Data supplied:
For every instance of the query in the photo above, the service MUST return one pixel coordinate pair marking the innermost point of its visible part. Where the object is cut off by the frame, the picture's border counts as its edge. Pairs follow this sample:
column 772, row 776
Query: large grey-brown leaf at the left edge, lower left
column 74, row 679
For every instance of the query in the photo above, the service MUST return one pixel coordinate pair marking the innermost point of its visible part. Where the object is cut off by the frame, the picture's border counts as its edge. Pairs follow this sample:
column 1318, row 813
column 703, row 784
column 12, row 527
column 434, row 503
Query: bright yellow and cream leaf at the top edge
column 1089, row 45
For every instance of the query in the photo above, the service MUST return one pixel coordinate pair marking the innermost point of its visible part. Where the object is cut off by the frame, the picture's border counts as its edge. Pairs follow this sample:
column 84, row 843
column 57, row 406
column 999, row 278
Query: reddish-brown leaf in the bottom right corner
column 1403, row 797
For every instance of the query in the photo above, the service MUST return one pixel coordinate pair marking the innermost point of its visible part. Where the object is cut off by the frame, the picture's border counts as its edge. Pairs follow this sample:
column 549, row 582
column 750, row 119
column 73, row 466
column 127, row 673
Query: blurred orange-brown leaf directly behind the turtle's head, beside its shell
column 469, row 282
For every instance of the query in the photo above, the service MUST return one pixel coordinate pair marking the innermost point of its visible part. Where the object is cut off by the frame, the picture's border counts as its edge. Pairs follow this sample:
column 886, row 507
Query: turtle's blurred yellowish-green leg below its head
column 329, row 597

Task goal:
Set every entry down once more, exactly as written above.

Answer area:
For every instance of the query in the photo above, the service MUST return one pixel coordinate pair marking the innermost point of its visible part. Where the object is cut off by the frame, the picture's border counts as its edge. Pairs follow this sample:
column 772, row 776
Query: large grey-brown leaf at the left edge, lower left
column 74, row 679
For every instance of the query in the photo above, the service MUST return one pixel coordinate pair marking the innermost point of its visible part. Where the object is cut off by the frame, the picture's border counts as its edge. Pairs follow this sample:
column 1318, row 813
column 703, row 784
column 12, row 527
column 434, row 503
Query: bright yellow and cream leaf at the top edge
column 1089, row 45
For every instance of the query in the photo above, the service MUST return one pixel coordinate pair marking the innermost point of its visible part. Where the object is cut off by the frame, the picture's border counts as its edge. Pairs follow this sample:
column 84, row 843
column 57, row 406
column 999, row 278
Query: reddish-brown leaf in the bottom right corner
column 1403, row 797
For every instance of the query in the photo above, the service MUST return one pixel coordinate pair marking the innermost point of its visible part. Where the object is cut off by the frame, the picture's border counts as its edge. Pairs follow this sample:
column 549, row 582
column 750, row 119
column 73, row 466
column 127, row 673
Query: blurred orange-brown leaf directly behind the turtle's head, beside its shell
column 469, row 282
For every instance of the query in the photo above, the service MUST return one pixel coordinate pair marking the innermost point of its visible part. Where the object is cut off by the frame, the picture's border counts as its edge. Pairs follow this sample:
column 886, row 507
Query: turtle's blurred yellowish-green leg below its head
column 329, row 597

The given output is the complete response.